◆ STATED TASK
Rewrite the entries from the start of the records through the line that contains "[194,124,226,142]", both ends included, with the requests kept and 93 added to every bounding-box coordinate in the answers. Leave the pictures out.

◆ SUPPLIED RECORDS
>>>>
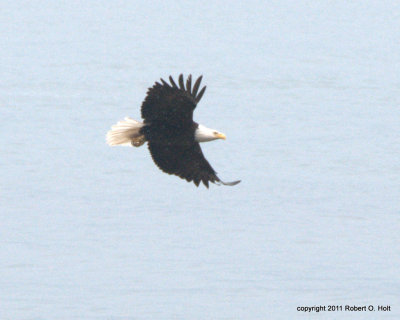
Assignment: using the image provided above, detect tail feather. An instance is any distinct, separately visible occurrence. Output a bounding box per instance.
[106,117,145,147]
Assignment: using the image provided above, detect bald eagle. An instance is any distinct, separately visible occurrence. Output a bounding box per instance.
[106,74,240,188]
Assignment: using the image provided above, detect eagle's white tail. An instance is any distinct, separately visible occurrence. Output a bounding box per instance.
[106,117,146,147]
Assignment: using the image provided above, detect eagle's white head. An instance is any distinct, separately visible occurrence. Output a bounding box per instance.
[194,124,226,142]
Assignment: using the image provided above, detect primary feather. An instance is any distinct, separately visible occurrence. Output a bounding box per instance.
[107,74,240,188]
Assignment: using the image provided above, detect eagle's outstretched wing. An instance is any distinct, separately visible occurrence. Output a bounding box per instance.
[149,142,240,188]
[141,74,206,128]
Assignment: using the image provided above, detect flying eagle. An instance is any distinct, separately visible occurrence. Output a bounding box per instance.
[107,75,240,188]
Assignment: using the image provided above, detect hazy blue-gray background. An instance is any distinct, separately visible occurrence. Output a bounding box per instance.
[0,0,400,320]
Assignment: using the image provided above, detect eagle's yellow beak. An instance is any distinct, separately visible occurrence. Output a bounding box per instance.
[216,133,226,140]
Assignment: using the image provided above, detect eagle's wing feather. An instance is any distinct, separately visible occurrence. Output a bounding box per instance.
[149,142,223,188]
[141,75,205,128]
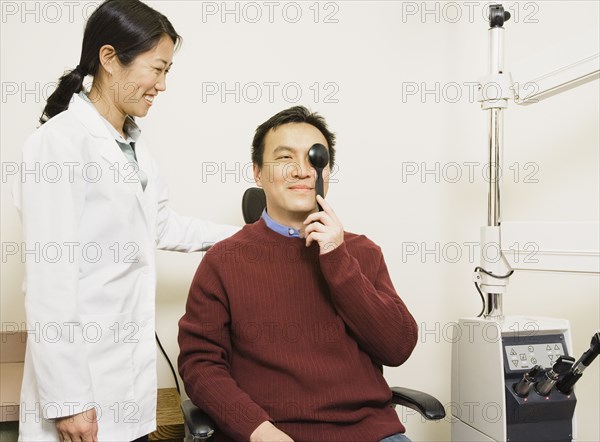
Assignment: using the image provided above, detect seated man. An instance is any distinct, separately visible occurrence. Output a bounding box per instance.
[179,106,417,442]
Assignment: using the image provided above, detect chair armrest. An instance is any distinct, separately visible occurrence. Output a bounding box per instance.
[392,387,446,420]
[181,399,215,440]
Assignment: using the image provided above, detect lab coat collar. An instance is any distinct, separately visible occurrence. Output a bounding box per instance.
[69,94,152,208]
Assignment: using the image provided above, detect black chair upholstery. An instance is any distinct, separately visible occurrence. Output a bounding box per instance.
[181,187,446,441]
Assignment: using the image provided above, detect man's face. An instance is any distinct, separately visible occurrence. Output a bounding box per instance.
[254,123,330,227]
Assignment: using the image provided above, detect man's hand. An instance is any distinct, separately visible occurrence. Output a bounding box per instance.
[55,408,98,442]
[304,195,344,255]
[250,421,294,442]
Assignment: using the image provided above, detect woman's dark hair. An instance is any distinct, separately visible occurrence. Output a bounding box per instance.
[40,0,181,124]
[252,106,335,168]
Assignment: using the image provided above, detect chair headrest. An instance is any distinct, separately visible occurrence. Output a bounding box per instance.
[242,187,267,224]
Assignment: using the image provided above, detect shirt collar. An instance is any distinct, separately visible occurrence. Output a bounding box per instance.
[261,209,300,238]
[79,91,142,144]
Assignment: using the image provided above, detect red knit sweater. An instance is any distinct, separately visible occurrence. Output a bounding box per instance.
[179,219,417,442]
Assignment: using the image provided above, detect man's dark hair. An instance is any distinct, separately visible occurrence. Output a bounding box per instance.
[252,106,335,168]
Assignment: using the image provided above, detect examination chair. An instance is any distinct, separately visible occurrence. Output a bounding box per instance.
[181,187,446,441]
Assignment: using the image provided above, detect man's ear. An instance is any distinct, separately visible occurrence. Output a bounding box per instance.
[252,163,262,187]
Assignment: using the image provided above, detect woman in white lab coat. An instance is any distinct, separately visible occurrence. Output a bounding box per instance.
[15,0,236,442]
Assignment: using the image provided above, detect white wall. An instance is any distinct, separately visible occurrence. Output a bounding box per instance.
[0,1,600,441]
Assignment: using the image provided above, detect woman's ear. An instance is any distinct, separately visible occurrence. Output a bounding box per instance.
[98,45,117,75]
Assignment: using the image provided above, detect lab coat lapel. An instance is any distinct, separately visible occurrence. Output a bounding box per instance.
[69,94,145,205]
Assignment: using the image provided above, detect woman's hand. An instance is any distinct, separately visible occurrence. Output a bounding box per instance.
[55,408,98,442]
[250,421,294,442]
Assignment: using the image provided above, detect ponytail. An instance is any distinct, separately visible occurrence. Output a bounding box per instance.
[35,0,181,124]
[40,66,85,124]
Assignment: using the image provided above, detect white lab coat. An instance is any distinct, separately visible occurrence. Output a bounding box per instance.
[14,95,236,442]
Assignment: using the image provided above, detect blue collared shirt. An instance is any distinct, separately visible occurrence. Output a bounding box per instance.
[261,209,301,238]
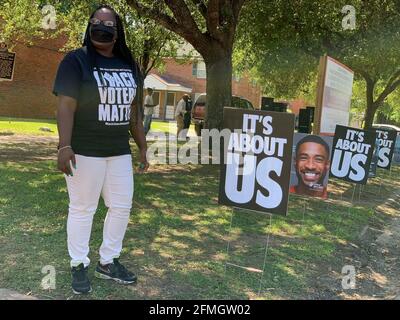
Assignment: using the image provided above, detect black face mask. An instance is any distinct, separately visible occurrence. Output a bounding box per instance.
[90,24,115,43]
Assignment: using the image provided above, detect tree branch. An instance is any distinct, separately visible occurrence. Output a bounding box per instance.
[191,0,207,20]
[374,70,400,106]
[206,0,221,40]
[125,0,209,55]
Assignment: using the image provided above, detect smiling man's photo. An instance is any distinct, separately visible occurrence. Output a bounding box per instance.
[290,135,330,199]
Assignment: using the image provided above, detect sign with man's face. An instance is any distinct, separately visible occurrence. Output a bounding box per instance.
[219,108,294,214]
[290,133,333,199]
[330,125,376,184]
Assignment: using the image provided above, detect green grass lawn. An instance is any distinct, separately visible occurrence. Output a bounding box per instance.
[0,134,400,299]
[0,118,400,299]
[0,117,194,136]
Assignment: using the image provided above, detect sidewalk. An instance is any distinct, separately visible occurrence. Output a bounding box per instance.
[0,289,38,300]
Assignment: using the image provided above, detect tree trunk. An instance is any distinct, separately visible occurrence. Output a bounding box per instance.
[364,79,378,130]
[204,52,232,129]
[364,104,378,130]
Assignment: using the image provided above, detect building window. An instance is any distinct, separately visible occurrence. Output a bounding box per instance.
[232,72,241,82]
[192,61,206,79]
<<<<
◆ PROBLEM SOLUTION
Assignment: using the image provided above, detect tail feather. An instance is any distinct, separately visible occurrence. Output a bounding box per instance.
[199,210,238,240]
Assignment: using the image provided above, detect bald eagle. An instance is any distinct, separately visible occurrence. Output a bounding box per instance.
[199,167,333,281]
Assignment: using the image provided above, detect eagle's white tail. An instance is any distinct, separately visible occurrence. Output a bounding box per instance.
[199,210,239,240]
Assignment: using the image provided above, detect eagle's white head. An instance is any distinct, separately visible occurrence. Output a bounding box per instance.
[287,217,319,235]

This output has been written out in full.